• [Dataset extract]:
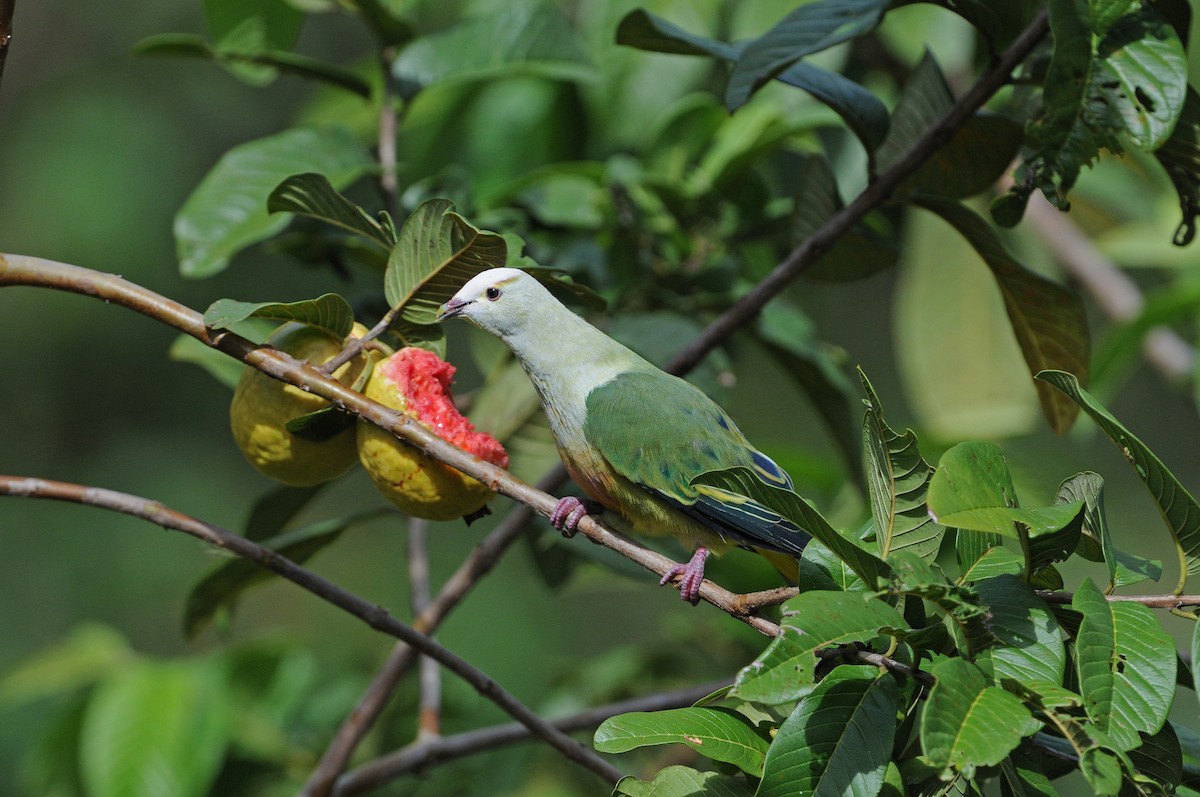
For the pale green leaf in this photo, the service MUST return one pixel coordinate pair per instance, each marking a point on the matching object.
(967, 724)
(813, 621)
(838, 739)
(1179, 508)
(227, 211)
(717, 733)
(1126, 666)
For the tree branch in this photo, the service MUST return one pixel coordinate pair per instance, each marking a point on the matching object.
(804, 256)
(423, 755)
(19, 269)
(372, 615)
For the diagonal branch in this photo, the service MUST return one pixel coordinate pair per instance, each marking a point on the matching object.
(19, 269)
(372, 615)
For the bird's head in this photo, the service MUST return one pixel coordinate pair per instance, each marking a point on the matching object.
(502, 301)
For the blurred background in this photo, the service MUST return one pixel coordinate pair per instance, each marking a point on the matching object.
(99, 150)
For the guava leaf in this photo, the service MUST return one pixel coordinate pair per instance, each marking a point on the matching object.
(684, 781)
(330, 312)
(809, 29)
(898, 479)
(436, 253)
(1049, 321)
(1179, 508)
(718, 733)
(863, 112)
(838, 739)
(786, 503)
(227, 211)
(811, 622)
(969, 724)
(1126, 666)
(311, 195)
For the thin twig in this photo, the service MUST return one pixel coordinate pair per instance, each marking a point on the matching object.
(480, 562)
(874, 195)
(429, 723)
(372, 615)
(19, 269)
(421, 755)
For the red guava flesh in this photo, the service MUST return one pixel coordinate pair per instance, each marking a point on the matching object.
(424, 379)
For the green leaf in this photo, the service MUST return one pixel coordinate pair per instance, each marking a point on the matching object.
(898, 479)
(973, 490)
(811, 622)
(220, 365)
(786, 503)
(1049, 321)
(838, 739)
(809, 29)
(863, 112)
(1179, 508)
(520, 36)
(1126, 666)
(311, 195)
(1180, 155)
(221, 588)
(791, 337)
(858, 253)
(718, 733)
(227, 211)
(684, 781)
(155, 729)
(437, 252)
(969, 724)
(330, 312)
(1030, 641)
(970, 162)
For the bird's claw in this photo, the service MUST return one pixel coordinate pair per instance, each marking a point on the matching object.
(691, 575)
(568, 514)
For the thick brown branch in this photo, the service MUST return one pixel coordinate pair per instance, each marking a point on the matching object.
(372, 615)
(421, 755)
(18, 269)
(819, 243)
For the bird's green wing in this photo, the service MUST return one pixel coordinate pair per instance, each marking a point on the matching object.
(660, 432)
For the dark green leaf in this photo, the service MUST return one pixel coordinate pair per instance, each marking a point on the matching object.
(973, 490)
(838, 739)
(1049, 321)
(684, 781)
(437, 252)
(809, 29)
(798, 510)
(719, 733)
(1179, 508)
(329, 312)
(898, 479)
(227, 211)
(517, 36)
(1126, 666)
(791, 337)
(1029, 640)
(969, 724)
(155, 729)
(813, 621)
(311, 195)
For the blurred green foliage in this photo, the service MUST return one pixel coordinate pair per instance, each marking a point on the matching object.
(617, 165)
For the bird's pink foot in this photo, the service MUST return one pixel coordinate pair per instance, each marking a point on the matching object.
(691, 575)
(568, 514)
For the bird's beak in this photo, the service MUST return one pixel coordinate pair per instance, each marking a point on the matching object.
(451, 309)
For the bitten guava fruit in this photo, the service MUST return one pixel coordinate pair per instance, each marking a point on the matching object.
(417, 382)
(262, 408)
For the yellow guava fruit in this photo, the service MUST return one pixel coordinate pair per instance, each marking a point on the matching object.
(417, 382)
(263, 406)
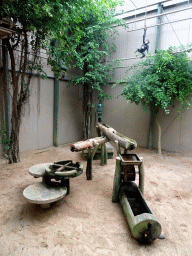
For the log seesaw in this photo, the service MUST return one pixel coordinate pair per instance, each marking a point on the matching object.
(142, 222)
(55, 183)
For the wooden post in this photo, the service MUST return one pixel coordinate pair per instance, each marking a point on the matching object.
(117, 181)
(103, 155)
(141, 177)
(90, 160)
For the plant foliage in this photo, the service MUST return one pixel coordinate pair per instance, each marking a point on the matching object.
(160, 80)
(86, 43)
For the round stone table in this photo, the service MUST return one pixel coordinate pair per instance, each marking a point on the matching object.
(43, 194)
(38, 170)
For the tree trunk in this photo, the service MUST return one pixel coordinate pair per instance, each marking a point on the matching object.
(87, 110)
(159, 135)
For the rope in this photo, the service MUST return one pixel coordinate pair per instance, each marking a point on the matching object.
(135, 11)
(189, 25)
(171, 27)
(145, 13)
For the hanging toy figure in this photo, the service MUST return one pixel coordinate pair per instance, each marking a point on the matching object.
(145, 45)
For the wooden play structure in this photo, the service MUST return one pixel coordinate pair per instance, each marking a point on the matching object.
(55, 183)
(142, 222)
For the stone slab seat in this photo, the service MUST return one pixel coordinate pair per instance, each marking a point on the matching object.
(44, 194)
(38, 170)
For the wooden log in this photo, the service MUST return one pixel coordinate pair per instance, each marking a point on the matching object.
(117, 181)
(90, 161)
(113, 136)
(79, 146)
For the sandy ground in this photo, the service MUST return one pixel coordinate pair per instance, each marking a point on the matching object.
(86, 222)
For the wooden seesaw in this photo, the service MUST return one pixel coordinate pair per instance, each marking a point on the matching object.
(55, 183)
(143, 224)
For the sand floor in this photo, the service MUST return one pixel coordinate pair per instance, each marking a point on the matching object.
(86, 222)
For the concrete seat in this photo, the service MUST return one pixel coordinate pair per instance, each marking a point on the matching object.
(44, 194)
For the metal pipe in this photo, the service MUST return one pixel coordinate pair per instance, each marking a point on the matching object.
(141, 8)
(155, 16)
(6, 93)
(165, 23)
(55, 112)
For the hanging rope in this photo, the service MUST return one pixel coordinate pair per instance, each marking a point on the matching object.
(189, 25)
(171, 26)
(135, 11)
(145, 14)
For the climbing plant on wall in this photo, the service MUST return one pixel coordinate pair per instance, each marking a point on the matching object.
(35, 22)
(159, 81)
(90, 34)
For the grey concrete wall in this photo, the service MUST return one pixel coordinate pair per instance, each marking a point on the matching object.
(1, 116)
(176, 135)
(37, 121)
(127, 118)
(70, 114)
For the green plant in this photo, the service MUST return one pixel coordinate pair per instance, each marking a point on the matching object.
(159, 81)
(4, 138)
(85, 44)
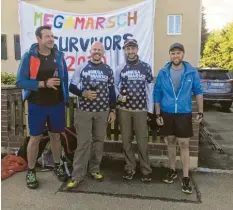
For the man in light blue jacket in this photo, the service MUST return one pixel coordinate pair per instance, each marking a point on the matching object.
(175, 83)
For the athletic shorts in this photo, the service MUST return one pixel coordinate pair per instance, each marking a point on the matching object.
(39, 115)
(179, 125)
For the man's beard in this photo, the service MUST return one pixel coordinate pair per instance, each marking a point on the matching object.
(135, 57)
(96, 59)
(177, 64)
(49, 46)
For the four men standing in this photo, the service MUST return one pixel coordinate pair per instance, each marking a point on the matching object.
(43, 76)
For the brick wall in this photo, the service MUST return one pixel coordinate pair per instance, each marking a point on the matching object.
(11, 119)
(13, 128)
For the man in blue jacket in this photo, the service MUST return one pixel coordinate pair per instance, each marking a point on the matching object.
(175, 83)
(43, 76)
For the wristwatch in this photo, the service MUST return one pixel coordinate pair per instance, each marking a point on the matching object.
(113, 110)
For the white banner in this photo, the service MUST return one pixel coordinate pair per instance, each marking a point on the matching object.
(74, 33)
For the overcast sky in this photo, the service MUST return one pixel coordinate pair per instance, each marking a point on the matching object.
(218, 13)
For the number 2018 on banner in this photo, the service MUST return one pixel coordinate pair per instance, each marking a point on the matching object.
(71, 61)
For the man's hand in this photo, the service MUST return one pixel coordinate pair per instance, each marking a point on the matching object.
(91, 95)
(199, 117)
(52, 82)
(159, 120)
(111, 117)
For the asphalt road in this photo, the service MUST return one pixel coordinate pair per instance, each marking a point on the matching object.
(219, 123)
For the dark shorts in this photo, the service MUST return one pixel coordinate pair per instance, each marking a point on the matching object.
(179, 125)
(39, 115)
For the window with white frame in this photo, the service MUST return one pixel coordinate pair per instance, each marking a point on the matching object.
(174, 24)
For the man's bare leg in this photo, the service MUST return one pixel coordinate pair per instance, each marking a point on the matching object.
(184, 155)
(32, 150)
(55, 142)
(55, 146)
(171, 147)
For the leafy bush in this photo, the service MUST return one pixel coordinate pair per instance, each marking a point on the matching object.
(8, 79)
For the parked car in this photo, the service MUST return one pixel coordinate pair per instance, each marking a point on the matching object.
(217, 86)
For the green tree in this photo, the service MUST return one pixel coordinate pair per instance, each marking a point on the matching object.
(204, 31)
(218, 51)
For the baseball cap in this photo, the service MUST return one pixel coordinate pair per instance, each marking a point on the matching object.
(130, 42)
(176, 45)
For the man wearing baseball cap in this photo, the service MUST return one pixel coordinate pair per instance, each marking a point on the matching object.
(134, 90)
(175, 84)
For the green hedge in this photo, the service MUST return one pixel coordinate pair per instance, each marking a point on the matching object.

• [Challenge]:
Exactly and exclusively, repeat the lines from the line that contains "For the parked" through the end of the records, both ends included.

• [Answer to this problem]:
For the parked car in this photo, the service MUST return one pixel coordinate pair per instance, each marking a point on the matching object.
(217, 86)
For the green tree in this photo, the service MUST return one pixel coordinate pair per instance, each marking a point on the matching object.
(204, 31)
(218, 51)
For the baseball cap in this photo, the service MUST return one pixel coordinate pair per instance, each marking a point on the matching object.
(130, 42)
(176, 45)
For the man wearing baseball cap in this photo, the service MUST return one pixel coordinate pair per instance, each marking a point on the matching object.
(134, 90)
(175, 84)
For the green hedge in this photo, the service MUST return one pixel coordinate pair per instance, each marking a point on the matching object.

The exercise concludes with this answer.